▶ **What to work on**:
Output the listing below in full, exactly as written.

------------------------------------------------------------------------

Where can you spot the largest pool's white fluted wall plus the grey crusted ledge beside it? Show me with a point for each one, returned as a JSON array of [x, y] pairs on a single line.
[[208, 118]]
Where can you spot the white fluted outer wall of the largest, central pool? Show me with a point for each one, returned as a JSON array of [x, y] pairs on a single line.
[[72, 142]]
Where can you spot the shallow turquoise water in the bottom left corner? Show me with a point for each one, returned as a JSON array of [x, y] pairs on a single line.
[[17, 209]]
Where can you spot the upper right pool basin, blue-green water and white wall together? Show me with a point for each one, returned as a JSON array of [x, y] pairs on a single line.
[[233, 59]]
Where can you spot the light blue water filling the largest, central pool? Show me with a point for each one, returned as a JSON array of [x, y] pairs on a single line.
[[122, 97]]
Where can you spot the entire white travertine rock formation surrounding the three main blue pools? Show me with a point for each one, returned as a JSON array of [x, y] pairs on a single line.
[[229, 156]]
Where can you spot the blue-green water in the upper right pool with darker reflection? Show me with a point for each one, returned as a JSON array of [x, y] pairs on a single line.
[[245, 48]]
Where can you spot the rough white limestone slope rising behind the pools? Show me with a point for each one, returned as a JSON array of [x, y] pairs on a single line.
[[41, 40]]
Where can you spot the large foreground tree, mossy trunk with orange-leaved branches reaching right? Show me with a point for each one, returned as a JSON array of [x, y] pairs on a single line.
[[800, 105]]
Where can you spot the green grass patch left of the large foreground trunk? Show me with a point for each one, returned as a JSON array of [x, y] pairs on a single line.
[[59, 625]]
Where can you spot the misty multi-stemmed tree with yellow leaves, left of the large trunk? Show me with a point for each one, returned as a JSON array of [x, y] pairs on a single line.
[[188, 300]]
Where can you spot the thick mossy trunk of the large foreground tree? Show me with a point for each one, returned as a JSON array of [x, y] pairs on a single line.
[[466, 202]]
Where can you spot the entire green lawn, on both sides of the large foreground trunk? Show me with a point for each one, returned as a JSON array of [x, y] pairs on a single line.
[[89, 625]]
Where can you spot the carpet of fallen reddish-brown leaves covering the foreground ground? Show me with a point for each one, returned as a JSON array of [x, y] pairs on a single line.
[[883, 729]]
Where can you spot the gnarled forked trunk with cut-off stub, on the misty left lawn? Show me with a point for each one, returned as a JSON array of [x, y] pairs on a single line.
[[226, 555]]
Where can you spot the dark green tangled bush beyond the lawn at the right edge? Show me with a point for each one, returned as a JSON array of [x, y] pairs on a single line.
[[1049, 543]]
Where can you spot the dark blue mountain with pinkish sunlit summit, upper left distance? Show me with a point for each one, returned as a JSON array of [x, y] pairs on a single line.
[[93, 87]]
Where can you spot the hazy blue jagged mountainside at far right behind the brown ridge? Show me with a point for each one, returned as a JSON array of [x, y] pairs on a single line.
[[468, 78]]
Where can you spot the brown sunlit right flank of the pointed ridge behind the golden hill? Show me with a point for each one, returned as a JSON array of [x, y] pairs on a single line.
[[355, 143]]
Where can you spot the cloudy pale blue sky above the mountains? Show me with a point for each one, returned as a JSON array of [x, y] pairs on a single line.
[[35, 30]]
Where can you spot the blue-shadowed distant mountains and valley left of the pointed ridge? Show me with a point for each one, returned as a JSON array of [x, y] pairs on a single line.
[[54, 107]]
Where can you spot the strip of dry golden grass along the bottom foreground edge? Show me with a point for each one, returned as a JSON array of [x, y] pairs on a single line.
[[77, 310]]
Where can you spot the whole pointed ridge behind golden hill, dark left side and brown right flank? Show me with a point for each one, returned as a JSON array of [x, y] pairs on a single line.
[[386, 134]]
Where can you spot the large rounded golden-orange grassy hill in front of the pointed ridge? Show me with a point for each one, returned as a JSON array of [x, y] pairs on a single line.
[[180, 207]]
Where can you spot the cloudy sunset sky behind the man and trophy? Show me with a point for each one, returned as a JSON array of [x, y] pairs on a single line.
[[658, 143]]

------------------------------------------------------------------------

▶ **Exercise output**:
Where can you spot the largest pool's white fluted wall plus the grey crusted ledge beside it? Show me with a point for each one, returned as a JSON array of [x, y] pairs on a single line.
[[208, 118]]
Where can you spot the white fluted outer wall of the largest, central pool? Show me with a point for each one, returned as a JSON array of [x, y] pairs on a single line.
[[72, 142]]
Where can you spot the shallow turquoise water in the bottom left corner? Show me with a point for each one, returned as a JSON array of [x, y] pairs on a single line.
[[17, 209]]
Where can you spot the upper right pool basin, blue-green water and white wall together? Show me with a point for each one, returned as a JSON array of [x, y] pairs on a single line.
[[233, 59]]
Where can you spot the light blue water filling the largest, central pool? Show me with a point for each one, returned as a JSON array of [x, y] pairs on a single line.
[[122, 97]]
Where can you spot the entire white travertine rock formation surrounding the three main blue pools? Show me with a point for each one, returned as a JSON array of [x, y] pairs on a single line.
[[229, 156]]
Where can you spot the blue-green water in the upper right pool with darker reflection? Show me with a point for each one, returned as a JSON array of [x, y] pairs on a single line.
[[245, 48]]
Where can you spot the rough white limestone slope rising behind the pools? Show me with a point for each one, returned as a JSON array of [x, y] pairs on a single line.
[[41, 40]]
Where can you spot the large foreground tree, mossy trunk with orange-leaved branches reaching right? Show me with a point for each one, returned as a JSON array of [x, y] pairs on a single line.
[[800, 105]]
Where can you spot the green grass patch left of the large foreground trunk? Show me with a point for each one, returned as a JSON array of [x, y] pairs on a single line.
[[59, 625]]
Where can you spot the misty multi-stemmed tree with yellow leaves, left of the large trunk? Show me with a point for each one, returned as a JSON array of [x, y] pairs on a single line.
[[188, 300]]
Where can you spot the thick mossy trunk of the large foreground tree? Show me with a point for each one, returned as a JSON array of [x, y] pairs on a single line.
[[466, 202]]
Where can you spot the entire green lawn, on both sides of the large foreground trunk? Show me with a point for each one, returned as a JSON array of [x, y] pairs on a single line.
[[89, 625]]
Where can you spot the carpet of fallen reddish-brown leaves covering the foreground ground? Show me with a point for each one, returned as a JSON array of [x, y] pairs on a single line.
[[883, 729]]
Where can you spot the gnarled forked trunk with cut-off stub, on the misty left lawn? Show me with a point for each one, returned as a JSON array of [x, y] pairs on a single line.
[[226, 555]]
Where can you spot the dark green tangled bush beyond the lawn at the right edge? Show me with a point for each one, returned as a JSON array of [x, y] pairs on a single line.
[[1049, 543]]
Where can you spot the dark blue mountain with pinkish sunlit summit, upper left distance? Show me with a point for each one, returned as a JSON array of [x, y] pairs on a single line.
[[93, 87]]
Where can you spot the hazy blue jagged mountainside at far right behind the brown ridge? Show me with a point for each one, returned as a JSON array of [x, y] pairs on a single line.
[[468, 78]]
Where can you spot the brown sunlit right flank of the pointed ridge behind the golden hill? Show me with a point for each one, returned as a JSON array of [x, y] pairs on a single line.
[[355, 143]]
Where can you spot the cloudy pale blue sky above the mountains? Show me with a point for each one, returned as a JSON array of [x, y] pairs on a single line.
[[35, 30]]
Where can you spot the blue-shadowed distant mountains and valley left of the pointed ridge? Show me with a point for each one, returned as a JSON array of [x, y] pairs on a single line.
[[54, 107]]
Where can you spot the strip of dry golden grass along the bottom foreground edge? Show me with a point for each one, returned as a JSON array of [x, y] pairs on a single line.
[[77, 310]]
Where can you spot the whole pointed ridge behind golden hill, dark left side and brown right flank? Show me with a point for each one, returned as a JSON array of [x, y] pairs on a single line.
[[386, 134]]
Where can you spot the large rounded golden-orange grassy hill in front of the pointed ridge? Show me with a point for each one, returned as a JSON array of [x, y] pairs on a single line.
[[180, 207]]
Where can you spot the cloudy sunset sky behind the man and trophy? Show me with a point for each one, returned as a JSON array of [x, y] pairs on a single line.
[[658, 143]]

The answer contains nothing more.